I don't have a signal generator to test with, but I can soon rig up an Arduino Nano or something to generate test signals for the new circuit. I estimate max frequency of 50Hz should cover the highest winds we see here.

colwilliamsnz commented 4 years ago

Thanks for the update. I found the issue to be because I’d refactored the code so much (I switched it to I2C instead of serial because I couldn’t get the single wire serial working) and had the anemometer sensor bit way down in the loop…moving back to the top gets it to 60Hz+ which is plenty (I live in New Zealand windiest city but we'll fly off the hill if it gets to that ;)

It’s an inspired little idea that I’d keen to push further. I started out playing with LoRa and then discovered ESP32 and decided an all in one approach was best…power consumption its still the beast to tame and I’m thinking about starting the quest again just to see if I can eek out some more savings but using your overall slave approach for wind & rain.

Thanks again for inspiring!

> _Raw data_:
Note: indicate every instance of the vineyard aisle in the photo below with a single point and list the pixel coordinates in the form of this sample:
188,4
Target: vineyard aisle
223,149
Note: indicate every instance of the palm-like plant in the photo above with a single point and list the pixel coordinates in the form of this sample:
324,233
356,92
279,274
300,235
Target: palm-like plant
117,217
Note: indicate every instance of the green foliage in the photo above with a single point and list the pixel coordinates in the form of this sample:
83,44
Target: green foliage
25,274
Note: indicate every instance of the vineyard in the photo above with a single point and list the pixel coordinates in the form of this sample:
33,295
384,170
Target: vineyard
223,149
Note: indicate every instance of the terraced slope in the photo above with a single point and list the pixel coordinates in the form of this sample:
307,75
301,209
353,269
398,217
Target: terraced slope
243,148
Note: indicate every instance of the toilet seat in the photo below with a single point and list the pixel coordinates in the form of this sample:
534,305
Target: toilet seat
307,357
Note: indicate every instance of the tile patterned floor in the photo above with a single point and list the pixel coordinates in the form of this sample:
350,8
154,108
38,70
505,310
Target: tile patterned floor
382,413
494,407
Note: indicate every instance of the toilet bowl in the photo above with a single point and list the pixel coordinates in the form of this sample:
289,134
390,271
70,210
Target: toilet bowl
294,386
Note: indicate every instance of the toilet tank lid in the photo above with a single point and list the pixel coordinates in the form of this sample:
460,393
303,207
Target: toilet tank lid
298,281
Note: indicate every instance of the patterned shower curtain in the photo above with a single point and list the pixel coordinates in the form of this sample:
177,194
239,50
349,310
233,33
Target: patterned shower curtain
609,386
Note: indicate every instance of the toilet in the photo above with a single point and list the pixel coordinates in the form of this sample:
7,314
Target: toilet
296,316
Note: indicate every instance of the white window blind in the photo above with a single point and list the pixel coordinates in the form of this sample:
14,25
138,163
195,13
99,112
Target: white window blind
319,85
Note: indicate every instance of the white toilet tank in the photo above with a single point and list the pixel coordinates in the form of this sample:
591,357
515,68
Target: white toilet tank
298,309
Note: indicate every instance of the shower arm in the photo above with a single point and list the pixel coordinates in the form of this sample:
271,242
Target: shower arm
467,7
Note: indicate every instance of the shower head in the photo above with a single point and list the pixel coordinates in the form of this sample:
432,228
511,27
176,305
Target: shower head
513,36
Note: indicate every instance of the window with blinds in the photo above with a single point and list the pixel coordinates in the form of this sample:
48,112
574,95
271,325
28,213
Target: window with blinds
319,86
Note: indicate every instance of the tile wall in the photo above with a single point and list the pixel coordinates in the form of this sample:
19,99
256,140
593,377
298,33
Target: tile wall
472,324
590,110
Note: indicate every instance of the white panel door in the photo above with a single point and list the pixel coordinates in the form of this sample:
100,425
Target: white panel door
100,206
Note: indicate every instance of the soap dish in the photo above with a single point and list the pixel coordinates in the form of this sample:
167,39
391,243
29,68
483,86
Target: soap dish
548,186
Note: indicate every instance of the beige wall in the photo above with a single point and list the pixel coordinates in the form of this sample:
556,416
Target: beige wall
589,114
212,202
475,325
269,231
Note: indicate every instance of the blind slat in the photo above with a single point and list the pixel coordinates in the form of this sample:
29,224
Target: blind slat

> _Requirements_:
A – Answer these questions from the anemometer comments:
(i) What maximum frequency does the first commenter think should cover the highest local winds?
(ii) What did colwilliamsnz switch the code to instead of serial?
(iii) What did colwilliamsnz start out playing with before discovering ESP32?
B – Do these statements agree with the anemometer comments? Answer yes or no for each, and quote the words that decide it.
(i) The first commenter has a signal generator for testing.
(ii) Moving the anemometer sensor code back to the top of the loop reached over 60Hz.
(iii) colwilliamsnz regards power consumption as already solved.
C – Write the next comment in the anemometer thread, following on from its final line.
The records play no part in what follows.

> _Results_:
A –
(i) 50Hz
(ii) I2C
(iii) LoRa

B –
(i) No: "I don't have a signal generator to test with"
(ii) Yes: "moving back to the top gets it to 60Hz+ which is plenty"
(iii) No: "power consumption its still the beast to tame"

C –
PaulRB commented 4 years ago

I switched it to I2C instead of serial because I couldn’t get the single wire serial working

It took me a long time to get it working. Guess what? I switched to serial when I couldn't get i2c to work! That was my original plan, but I had problems with the master & slave getting out of sync, corrupting the data. This didn't happen immediately but occurred from a few minutes to several hours after startup, so was difficult to debug. I looked into using 1-wire Comms also (as used by ds18b20 sensors for example) but failed to get that working either, so invented my own crude "1-wire" method!

It’s an inspired little idea that I’d keen to push further.

I always advise beginners to avoid multiple MCU in the same circuit, but broke my own rule that time. In the new design, the atmega328 uses considerably less power than the attiny85 does in the current design, and there is no esp chip to run either.

Thanks again for inspiring!

Thanks for the encouragement. I must get back to working on it. Working from home during lockdown means I often don't feel like spending more time at my desk working on hobby stuff.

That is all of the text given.